━━ Items ━━
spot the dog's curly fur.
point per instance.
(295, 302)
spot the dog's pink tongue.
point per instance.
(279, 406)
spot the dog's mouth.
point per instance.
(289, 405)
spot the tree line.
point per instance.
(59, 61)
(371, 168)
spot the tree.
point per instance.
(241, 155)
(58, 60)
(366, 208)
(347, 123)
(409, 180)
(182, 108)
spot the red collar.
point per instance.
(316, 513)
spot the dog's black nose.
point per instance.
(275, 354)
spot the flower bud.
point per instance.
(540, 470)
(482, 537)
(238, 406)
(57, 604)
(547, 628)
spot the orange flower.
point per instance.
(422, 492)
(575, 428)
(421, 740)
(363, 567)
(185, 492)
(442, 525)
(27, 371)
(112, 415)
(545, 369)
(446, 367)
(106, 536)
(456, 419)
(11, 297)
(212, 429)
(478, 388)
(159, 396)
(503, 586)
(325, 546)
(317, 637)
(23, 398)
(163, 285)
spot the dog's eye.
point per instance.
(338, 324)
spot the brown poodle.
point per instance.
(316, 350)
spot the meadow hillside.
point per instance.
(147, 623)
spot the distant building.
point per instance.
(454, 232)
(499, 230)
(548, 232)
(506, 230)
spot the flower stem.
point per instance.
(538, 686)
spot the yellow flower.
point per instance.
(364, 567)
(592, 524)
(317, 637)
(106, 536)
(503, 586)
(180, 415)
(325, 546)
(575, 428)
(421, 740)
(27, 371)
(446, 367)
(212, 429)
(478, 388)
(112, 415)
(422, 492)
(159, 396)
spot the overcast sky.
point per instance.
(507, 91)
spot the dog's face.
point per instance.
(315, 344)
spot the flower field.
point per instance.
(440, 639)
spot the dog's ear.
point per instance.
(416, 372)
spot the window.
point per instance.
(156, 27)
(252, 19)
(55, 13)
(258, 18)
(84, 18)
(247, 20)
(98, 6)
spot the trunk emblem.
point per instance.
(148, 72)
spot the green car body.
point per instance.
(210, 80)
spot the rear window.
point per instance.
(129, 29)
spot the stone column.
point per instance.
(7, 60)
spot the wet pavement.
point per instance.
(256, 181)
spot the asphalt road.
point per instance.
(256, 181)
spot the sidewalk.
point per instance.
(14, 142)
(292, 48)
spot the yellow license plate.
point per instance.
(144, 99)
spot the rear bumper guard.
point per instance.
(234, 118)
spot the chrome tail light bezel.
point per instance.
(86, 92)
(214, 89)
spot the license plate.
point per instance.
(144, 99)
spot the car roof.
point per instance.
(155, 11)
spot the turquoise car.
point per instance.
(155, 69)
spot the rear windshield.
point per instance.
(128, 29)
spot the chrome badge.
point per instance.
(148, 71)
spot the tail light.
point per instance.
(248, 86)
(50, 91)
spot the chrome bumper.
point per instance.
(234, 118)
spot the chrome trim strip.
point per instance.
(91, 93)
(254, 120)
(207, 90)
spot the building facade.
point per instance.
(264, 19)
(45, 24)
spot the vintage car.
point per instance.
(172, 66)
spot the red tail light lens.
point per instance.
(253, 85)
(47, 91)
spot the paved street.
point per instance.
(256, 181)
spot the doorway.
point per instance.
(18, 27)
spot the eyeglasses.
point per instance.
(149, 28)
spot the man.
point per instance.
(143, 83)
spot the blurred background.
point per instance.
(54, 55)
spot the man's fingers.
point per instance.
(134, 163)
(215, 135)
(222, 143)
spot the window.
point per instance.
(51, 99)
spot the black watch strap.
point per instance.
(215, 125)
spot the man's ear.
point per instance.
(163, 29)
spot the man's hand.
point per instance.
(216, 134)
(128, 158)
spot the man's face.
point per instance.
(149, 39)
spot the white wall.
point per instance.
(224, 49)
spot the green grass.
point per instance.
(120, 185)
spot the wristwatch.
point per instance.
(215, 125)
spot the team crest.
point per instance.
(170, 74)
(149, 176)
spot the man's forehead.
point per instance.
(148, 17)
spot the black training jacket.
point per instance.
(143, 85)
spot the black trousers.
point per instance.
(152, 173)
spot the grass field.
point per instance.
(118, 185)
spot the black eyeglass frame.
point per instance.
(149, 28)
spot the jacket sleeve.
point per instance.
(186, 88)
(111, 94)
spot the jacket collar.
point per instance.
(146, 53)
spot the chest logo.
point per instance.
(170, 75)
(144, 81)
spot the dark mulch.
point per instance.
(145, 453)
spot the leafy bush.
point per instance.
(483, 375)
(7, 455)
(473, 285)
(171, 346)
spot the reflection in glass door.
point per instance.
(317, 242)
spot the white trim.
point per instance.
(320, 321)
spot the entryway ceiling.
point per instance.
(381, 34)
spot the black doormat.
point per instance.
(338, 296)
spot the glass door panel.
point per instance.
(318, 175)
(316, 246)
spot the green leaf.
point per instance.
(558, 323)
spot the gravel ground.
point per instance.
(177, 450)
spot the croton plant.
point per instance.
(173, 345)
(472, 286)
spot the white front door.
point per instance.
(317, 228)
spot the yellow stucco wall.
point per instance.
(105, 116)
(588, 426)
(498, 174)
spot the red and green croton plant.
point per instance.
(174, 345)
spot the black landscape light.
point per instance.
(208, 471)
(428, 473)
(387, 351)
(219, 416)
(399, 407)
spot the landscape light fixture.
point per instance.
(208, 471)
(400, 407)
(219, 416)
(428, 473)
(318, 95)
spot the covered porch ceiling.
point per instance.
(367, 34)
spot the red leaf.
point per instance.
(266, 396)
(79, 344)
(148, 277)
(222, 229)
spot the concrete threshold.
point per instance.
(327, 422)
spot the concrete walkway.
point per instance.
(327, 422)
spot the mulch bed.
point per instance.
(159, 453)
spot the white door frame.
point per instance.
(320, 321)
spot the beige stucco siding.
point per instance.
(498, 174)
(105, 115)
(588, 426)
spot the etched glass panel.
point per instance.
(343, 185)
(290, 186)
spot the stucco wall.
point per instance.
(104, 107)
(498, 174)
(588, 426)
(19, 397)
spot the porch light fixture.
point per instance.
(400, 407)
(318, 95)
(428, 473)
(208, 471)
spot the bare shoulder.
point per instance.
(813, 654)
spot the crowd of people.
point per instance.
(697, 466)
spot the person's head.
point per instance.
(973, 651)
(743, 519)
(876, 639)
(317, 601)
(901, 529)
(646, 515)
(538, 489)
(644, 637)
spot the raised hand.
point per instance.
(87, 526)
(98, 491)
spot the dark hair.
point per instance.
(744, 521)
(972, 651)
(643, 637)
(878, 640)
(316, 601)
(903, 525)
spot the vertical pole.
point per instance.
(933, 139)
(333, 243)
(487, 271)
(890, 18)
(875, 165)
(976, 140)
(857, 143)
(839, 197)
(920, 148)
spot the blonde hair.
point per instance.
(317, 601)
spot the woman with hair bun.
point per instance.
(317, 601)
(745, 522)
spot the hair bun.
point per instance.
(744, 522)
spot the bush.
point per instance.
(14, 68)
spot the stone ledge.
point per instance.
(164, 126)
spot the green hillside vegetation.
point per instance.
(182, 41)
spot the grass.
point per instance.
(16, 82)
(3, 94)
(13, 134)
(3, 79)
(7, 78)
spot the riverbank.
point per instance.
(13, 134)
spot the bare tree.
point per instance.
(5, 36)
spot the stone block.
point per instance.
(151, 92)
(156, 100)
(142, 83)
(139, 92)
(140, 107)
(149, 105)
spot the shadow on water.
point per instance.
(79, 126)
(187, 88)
━━━
_Problem details_. Reproduce the listing above word for word.

_Correct response_.
spot the dog's curly fur.
point per instance.
(295, 302)
spot the dog's pink tongue.
point per instance.
(279, 406)
spot the dog's mouth.
point per instance.
(289, 405)
spot the tree line.
point per instance.
(59, 61)
(371, 168)
spot the tree.
point per instance.
(241, 155)
(58, 60)
(366, 208)
(347, 123)
(409, 180)
(182, 108)
spot the red collar.
point per instance.
(316, 513)
spot the dog's black nose.
point per instance.
(275, 354)
spot the flower bud.
point per instance.
(540, 470)
(482, 537)
(238, 406)
(57, 604)
(547, 628)
spot the orange flower.
point per instance.
(422, 492)
(575, 428)
(421, 740)
(363, 567)
(185, 492)
(442, 525)
(27, 371)
(112, 415)
(545, 369)
(446, 367)
(106, 536)
(456, 419)
(11, 297)
(212, 429)
(478, 388)
(159, 396)
(503, 586)
(325, 546)
(317, 637)
(23, 398)
(163, 285)
spot the dog's eye.
point per instance.
(338, 324)
spot the brown poodle.
point per instance.
(316, 350)
spot the meadow hillside.
point per instance.
(147, 623)
spot the distant building.
point per instance.
(454, 232)
(499, 230)
(548, 232)
(506, 230)
spot the flower stem.
point per instance.
(538, 686)
spot the yellow flower.
point per instance.
(364, 567)
(592, 524)
(317, 637)
(106, 536)
(503, 586)
(180, 415)
(325, 546)
(575, 428)
(421, 740)
(27, 371)
(446, 367)
(212, 429)
(478, 388)
(112, 415)
(422, 492)
(159, 396)
spot the overcast sky.
point per instance.
(507, 91)
spot the dog's face.
point per instance.
(315, 344)
spot the flower field.
point per instance.
(440, 639)
spot the dog's ear.
point per instance.
(416, 372)
spot the window.
point per instance.
(156, 27)
(252, 19)
(55, 13)
(258, 18)
(84, 18)
(247, 20)
(98, 6)
spot the trunk emblem.
point per instance.
(148, 72)
spot the green car body.
point per instance.
(210, 80)
spot the rear window.
point per instance.
(129, 29)
spot the stone column.
point per instance.
(7, 60)
spot the wet pavement.
point per instance.
(256, 181)
spot the asphalt road.
point per instance.
(256, 181)
spot the sidewalk.
point per instance.
(14, 142)
(292, 48)
spot the yellow license plate.
point per instance.
(144, 99)
spot the rear bumper guard.
point per instance.
(234, 118)
spot the chrome tail light bezel.
point per instance.
(86, 92)
(214, 89)
spot the license plate.
point per instance.
(144, 99)
spot the car roof.
point per instance.
(155, 11)
spot the turquoise car.
point per instance.
(155, 69)
spot the rear windshield.
point per instance.
(128, 29)
spot the chrome badge.
point per instance.
(148, 71)
spot the tail light.
point per instance.
(248, 86)
(50, 91)
spot the chrome bumper.
point per instance.
(234, 118)
spot the chrome trim strip.
point per instance.
(91, 93)
(254, 120)
(207, 90)
spot the building facade.
point per instance.
(264, 19)
(45, 24)
spot the vintage car.
point per instance.
(172, 66)
spot the red tail light lens.
point per instance.
(253, 85)
(47, 91)
spot the paved street.
point per instance.
(256, 181)
spot the doorway.
point per instance.
(18, 27)
spot the eyeglasses.
point per instance.
(149, 28)
spot the man.
point per instance.
(143, 83)
spot the blurred background.
point per instance.
(54, 55)
spot the man's fingers.
point per instance.
(134, 163)
(215, 135)
(222, 143)
spot the window.
point per instance.
(51, 99)
spot the black watch strap.
point per instance.
(215, 125)
spot the man's ear.
point per instance.
(163, 29)
spot the man's hand.
point per instance.
(216, 134)
(128, 158)
spot the man's face.
point per instance.
(149, 39)
spot the white wall.
point per instance.
(224, 49)
spot the green grass.
point per instance.
(120, 185)
spot the wristwatch.
point per instance.
(215, 125)
spot the team crest.
point per instance.
(170, 74)
(149, 176)
spot the man's forehead.
point per instance.
(148, 17)
spot the black training jacket.
point per instance.
(143, 85)
spot the black trousers.
point per instance.
(152, 173)
spot the grass field.
point per instance.
(118, 185)
spot the black eyeglass frame.
point per instance.
(149, 28)
spot the jacket sleeve.
point per instance.
(186, 88)
(111, 94)
spot the jacket collar.
point per instance.
(146, 53)
spot the chest logo.
point per instance.
(170, 75)
(144, 81)
spot the dark mulch.
point per instance.
(145, 453)
spot the leafy bush.
point per instance.
(483, 375)
(7, 455)
(473, 285)
(171, 346)
spot the reflection in glass door.
point per instance.
(317, 242)
spot the white trim.
point per instance.
(320, 321)
spot the entryway ceiling.
point per instance.
(381, 34)
spot the black doormat.
point per instance.
(338, 296)
spot the glass door panel.
point per instance.
(318, 175)
(316, 246)
spot the green leaf.
point per instance.
(558, 323)
spot the gravel ground.
point per instance.
(177, 450)
spot the croton plant.
point per instance.
(173, 345)
(472, 286)
spot the white front door.
point per instance.
(317, 228)
spot the yellow stucco wall.
point per instance.
(105, 116)
(588, 426)
(498, 174)
spot the red and green croton plant.
point per instance.
(174, 345)
spot the black landscape light.
point per instance.
(208, 471)
(428, 473)
(387, 351)
(219, 416)
(399, 407)
spot the landscape light fixture.
point per instance.
(208, 471)
(400, 407)
(219, 416)
(428, 473)
(318, 95)
spot the covered porch ceiling.
point per instance.
(367, 34)
spot the red leaf.
point per instance.
(266, 396)
(79, 344)
(148, 277)
(222, 229)
spot the concrete threshold.
point per instance.
(327, 422)
spot the concrete walkway.
point per instance.
(327, 422)
spot the mulch bed.
point per instance.
(159, 453)
spot the white door frame.
point per instance.
(320, 321)
spot the beige stucco siding.
point per instance.
(498, 174)
(105, 115)
(588, 426)
spot the etched glass panel.
point per instance.
(343, 185)
(290, 186)
spot the stucco wall.
point per instance.
(104, 107)
(498, 174)
(588, 426)
(19, 397)
spot the porch light fixture.
point per instance.
(400, 407)
(318, 95)
(428, 473)
(208, 471)
spot the bare shoulder.
point per instance.
(813, 654)
spot the crowd of people.
point per instance.
(697, 466)
spot the person's head.
point per instance.
(973, 651)
(743, 519)
(876, 639)
(317, 601)
(901, 529)
(646, 515)
(538, 489)
(644, 637)
spot the raised hand.
point per instance.
(87, 526)
(98, 491)
spot the dark hair.
point per instance.
(744, 521)
(972, 651)
(643, 637)
(878, 640)
(316, 601)
(903, 525)
spot the vertical pole.
point per instance.
(933, 139)
(333, 243)
(487, 271)
(890, 18)
(875, 165)
(976, 140)
(857, 143)
(839, 197)
(920, 148)
spot the blonde hair.
point per instance.
(317, 601)
spot the woman with hair bun.
point per instance.
(317, 601)
(745, 522)
spot the hair bun.
point per instance.
(744, 522)
spot the bush.
point per instance.
(14, 68)
spot the stone ledge.
point per instance.
(164, 126)
spot the green hillside vegetation.
point per instance.
(182, 41)
spot the grass.
point per instance.
(16, 82)
(3, 94)
(13, 134)
(3, 79)
(7, 78)
spot the riverbank.
point per instance.
(13, 134)
spot the bare tree.
point per instance.
(5, 36)
spot the stone block.
point per instance.
(151, 92)
(156, 100)
(142, 83)
(139, 92)
(140, 107)
(149, 105)
spot the shadow on water.
point per instance.
(79, 126)
(187, 88)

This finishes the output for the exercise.